____ EXTRACT PROVIDED

In Case You Missed It
Once again, much of my best work came out with Princeton Alumni Weekly this year. I’m particularly proud of my L.A. fire coverage for the magazine, cathartic to write as I too ended up evacuating to avoid the smoke. Other highlights include my profiles of New York Times food critic Ligaya Mishan and documentary filmmaker Cecilia Peck, as well as my investigation into the world of internet hate speech in my longest and most sophisticated feature ever—Where Hate Hides.
For PAW, I also wrote several history pieces, including on the Princeton presidential “conclave,” religious scholar (and Xerox junkie) Georges Florovsky, and problematic missionary Jonas King.
For LARB, I wrote a long-form essay about the “Greek Weird Wave” of films—and the economic and political crises that have informed them.
In a different field, for Allrecipes I profiled Taos artist and chef Anita Rodríguez and explained how to make her stovetop enchiladas for the “Chicana on the run.”

________
____ PROVIDED DATA

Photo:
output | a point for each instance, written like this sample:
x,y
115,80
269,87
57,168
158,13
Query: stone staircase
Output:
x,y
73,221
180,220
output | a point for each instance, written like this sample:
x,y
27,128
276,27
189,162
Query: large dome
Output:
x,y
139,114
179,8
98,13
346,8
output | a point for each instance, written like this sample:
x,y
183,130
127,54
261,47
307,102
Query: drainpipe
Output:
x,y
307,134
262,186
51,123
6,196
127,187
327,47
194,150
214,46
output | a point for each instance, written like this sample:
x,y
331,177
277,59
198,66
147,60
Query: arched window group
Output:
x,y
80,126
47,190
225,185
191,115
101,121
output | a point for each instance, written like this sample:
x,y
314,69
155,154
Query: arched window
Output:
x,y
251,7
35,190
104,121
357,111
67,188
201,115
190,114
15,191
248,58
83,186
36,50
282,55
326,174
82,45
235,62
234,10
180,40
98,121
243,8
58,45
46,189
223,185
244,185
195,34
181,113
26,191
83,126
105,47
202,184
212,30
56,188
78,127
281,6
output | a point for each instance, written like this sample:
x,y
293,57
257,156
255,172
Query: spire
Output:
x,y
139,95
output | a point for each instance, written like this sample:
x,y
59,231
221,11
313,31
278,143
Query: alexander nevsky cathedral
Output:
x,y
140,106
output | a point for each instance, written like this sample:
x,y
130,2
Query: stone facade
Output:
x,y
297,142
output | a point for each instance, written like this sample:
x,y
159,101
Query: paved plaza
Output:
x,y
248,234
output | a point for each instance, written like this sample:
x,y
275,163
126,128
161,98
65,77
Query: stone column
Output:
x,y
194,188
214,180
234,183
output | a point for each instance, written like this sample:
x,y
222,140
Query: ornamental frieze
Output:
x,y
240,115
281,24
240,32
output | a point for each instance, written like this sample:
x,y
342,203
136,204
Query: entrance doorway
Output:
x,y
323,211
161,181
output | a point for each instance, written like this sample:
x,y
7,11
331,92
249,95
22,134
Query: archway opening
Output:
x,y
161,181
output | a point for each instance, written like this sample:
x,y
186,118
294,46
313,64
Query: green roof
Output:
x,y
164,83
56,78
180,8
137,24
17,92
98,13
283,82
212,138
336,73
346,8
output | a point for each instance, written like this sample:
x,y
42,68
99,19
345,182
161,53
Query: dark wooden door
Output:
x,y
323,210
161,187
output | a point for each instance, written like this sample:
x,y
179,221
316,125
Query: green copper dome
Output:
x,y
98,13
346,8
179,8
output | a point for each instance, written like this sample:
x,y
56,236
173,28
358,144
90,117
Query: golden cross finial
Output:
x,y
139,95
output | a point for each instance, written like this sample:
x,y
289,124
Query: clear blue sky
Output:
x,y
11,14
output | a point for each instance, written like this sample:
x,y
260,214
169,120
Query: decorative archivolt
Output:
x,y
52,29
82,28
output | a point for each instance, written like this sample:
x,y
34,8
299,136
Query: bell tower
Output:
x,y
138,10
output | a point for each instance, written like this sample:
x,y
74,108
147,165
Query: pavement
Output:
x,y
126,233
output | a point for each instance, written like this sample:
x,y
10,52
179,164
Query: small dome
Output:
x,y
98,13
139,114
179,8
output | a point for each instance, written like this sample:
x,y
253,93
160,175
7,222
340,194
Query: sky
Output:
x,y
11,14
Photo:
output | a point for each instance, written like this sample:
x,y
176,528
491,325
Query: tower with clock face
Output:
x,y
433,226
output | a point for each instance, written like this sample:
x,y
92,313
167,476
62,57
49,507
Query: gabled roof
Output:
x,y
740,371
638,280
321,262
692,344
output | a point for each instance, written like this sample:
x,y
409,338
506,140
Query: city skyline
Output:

________

*ASSIGNMENT 1*:
Decide whether each statement below agrees with the writing recap, answering yes or no and quoting the exact words from the text that decide it. (a) The writer evacuated to avoid smoke. (b) The essay on the “Greek Weird Wave” of films was written for PAW. (c) The Allrecipes piece profiled a Taos artist and chef.
*ASSIGNMENT 2*:
Duplicate the part of the writing recap starting at "In Case You" and ending at "ever—Where Hate Hides.".

*EXPECTED OUTPUT 1*:
(a) Yes: “I too ended up evacuating to avoid the smoke.”
(b) No: “For LARB, I wrote a long-form essay about the “Greek Weird Wave” of films”
(c) Yes: “for Allrecipes I profiled Taos artist and chef Anita Rodríguez”

*EXPECTED OUTPUT 2*:
In Case You Missed It
Once again, much of my best work came out with Princeton Alumni Weekly this year. I’m particularly proud of my L.A. fire coverage for the magazine, cathartic to write as I too ended up evacuating to avoid the smoke. Other highlights include my profiles of New York Times food critic Ligaya Mishan and documentary filmmaker Cecilia Peck, as well as my investigation into the world of internet hate speech in my longest and most sophisticated feature ever—Where Hate Hides.